··· Geëxtraheerde tekst ···

Fig. 9.2 Voorstel tot uitbreiding (rood) van het archeologische monument (geel). De laatste aanbeveling gaat over de omvang van het archeologisch monument en de bescherming van het gebied. Het centrum van Bodegraven staat immers op de archeologische monumentenkaart, de AMK. Het is weliswaar geen wettelijk beschermd monument, maar het behelst wel een terrein van zeer hoge archeologische waarde. De begrenzing van het AMK-terrein omvat op dit moment niet de volledige, veronderstelde omvang van het castellum. Ook al zijn de begrenzingen van het monument al eens eerder aangepast, met de huidige stand van kennis zou vooral aan de westzijde een strook erbij kunnen worden getrokken. Die strook omvat ruwweg het gebied rond de Albert Heijn omdat daar in het verleden veel vondsten zijn gedaan, maar nog steeds niet precies duidelijk is wat er nu aan sporen (en vondsten in situ) op die locatie aanwezig is. Met de uitbreiding van de AMK-terreinbegrenzingen zou zo ook de zuidwestelijke zijde van het legerkamp inclusief potentiële omgrachtingen afdoende kunnen worden veilig gesteld voor eventueel toekomstig bodemonderzoek.

··· Gegevensblok ···

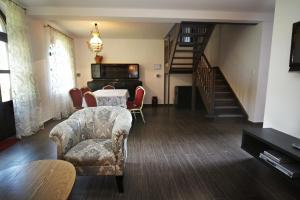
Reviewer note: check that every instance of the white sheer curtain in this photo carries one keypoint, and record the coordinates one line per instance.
(62, 73)
(24, 92)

···

- **Opdracht**
Stemmen de volgende beweringen overeen met de tekst over het castellum in Bodegraven? Antwoord per bewering met ja of nee en citeer letterlijk de woorden uit die tekst die de doorslag geven.
(a) Het centrum van Bodegraven is een wettelijk beschermd monument.
(b) De strook die bij het monument zou kunnen worden getrokken, ligt vooral aan de westzijde.
(c) De huidige begrenzing van het AMK-terrein omvat de volledige veronderstelde omvang van het castellum.

- **Uitwerking**
(a) Nee: "Het is weliswaar geen wettelijk beschermd monument"
(b) Ja: "vooral aan de westzijde een strook erbij kunnen worden getrokken"
(c) Nee: "De begrenzing van het AMK-terrein omvat op dit moment niet de volledige, veronderstelde omvang van het castellum."